**WHAT THE EXERCISE ASKS:** According to the article on prolotherapy and reflex sympathetic dystrophy, what is reflex sympathetic dystrophy currently known as?

**SUPPLIED PASSAGE:**
****

Prolotherapy Should Be Used in Any Condition that has Ligament Injury as a Cause, Including Reflex Sympathetic Dystrophy

By Ross A. Hauser, MD

Ross A. Hauser, MDThis issue is loaded with more amazing information discussing some of the more difficult pain conditions that physicians and patients alike often find daunting when trying to help people suffering with them, particularly RSD (or Complex Regional Pain Syndrome). In the words of Michael Rowbotham, MD, renowned expert in the pathophysiology, management, and treatment of neuropathic pain disorders, who wrote a nice review article on RSD, “…no other chronic pain syndrome is as shrouded in confusion and controversy, to the detriment of efforts to rigorously define an evidence based treatment strategy…(as RSD).”(1) Dr. Megan Shields, Prolotherapy physician in California recently wrote me this email:

Dear Ross,

I read with interest the data on the treatment of RSD using prolotherapy. I wanted to let you know that I have had several remarkable successes, as well.

Case #1: The patient was a concert pianist. After a fractured wrist she developed RSD of the hand and was incapacitated. Over several months I treated the hand with prolotherapy accompanied with physical therapy. She regained full use of her hand and resumed her career.

Case #2: The next case involved a woman who had multiple broken bones; feet and legs from a skydiving accident. She narrowly avoided amputation. RSD developed in her feet and ankles. I treated her for a few months and the RSD completely resolved and she regained increased flexibility of the ankle and feet.

Case #3: More recently a post-stroke patient developed extensive neurological pain involving all limbs, most predominantly on the right side. She is being treated with prolotherapy on the spine and is improving nicely.

Case #4: Also of interest recently, a patient with chronic pain following a hysterectomy has responded well to prolotherapy. After an extensive medical workup and repeated laparoscopic procedures without diagnosis, the patient remained in excruciating pain. I diagnosed her with RSD and began treating the lumbar spine with prolotherapy. After three treatments, the patient is pain free.

Best, Megan Shields, MD

In 1995, while writing Prolo Your Pain Away! I knew conditions such as reflex sympathetic dystrophy had to be included in the book for one simple fact: they responded great to Prolotherapy! Reflex Sympathic Dystrophy (RSD), though currently known as Complex Regional Pain Syndrome, has gone through various name changes throughout the years. The description of the condition by Mitchell and his colleagues, Moorheous and Keen, in their monograph of 1864 remains a true classic:

…sleep is restless, and the constitutional condition, reacting on the wounded limb, exasperates the hyperesthetic state, so that the rattling of a newspaper, a breath of air, another’s step across the ward, the vibrations by a military band, or the shock of the feet in walking, give rise to increase of pain. At last the patient grows hysterical, if we may use the only term which covers the facts. He walks carefully, carries the limb tenderly with the sound hand, is tremulous, nervous, and has all kinds of expedients for lessening the pain.(2)

****

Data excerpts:
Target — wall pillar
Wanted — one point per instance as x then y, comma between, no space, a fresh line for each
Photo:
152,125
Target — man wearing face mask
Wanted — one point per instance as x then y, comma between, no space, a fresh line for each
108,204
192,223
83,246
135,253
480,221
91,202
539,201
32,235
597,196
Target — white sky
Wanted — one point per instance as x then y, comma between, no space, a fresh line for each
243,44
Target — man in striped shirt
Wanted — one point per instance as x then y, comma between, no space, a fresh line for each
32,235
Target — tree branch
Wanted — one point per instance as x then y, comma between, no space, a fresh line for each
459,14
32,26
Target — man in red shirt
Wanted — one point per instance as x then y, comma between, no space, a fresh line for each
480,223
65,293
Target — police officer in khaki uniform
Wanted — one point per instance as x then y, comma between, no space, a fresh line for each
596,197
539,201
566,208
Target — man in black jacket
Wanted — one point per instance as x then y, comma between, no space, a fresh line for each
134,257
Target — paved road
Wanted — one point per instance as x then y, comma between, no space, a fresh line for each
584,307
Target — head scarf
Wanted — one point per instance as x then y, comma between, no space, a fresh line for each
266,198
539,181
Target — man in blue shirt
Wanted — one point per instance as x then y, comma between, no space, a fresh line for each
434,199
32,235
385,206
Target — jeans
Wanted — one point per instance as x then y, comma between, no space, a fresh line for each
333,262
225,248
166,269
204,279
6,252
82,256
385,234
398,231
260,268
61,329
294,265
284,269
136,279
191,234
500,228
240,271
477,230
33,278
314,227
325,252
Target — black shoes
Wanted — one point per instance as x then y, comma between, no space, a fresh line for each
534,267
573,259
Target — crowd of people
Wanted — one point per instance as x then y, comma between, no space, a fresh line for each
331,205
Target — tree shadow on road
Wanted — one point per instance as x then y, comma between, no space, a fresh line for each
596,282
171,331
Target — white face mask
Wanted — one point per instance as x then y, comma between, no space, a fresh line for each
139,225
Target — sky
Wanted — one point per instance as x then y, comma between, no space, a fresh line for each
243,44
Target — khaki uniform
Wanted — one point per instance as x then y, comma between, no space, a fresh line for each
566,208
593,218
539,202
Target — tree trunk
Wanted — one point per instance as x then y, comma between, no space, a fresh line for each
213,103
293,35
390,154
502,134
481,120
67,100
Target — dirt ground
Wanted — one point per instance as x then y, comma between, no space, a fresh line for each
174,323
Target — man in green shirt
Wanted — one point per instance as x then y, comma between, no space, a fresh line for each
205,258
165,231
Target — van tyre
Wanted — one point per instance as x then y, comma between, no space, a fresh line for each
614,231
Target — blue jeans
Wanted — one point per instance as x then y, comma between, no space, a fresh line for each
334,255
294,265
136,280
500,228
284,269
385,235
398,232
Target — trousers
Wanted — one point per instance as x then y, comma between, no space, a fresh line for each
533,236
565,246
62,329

****

**SOLVED PROBLEM:** Complex Regional Pain Syndrome.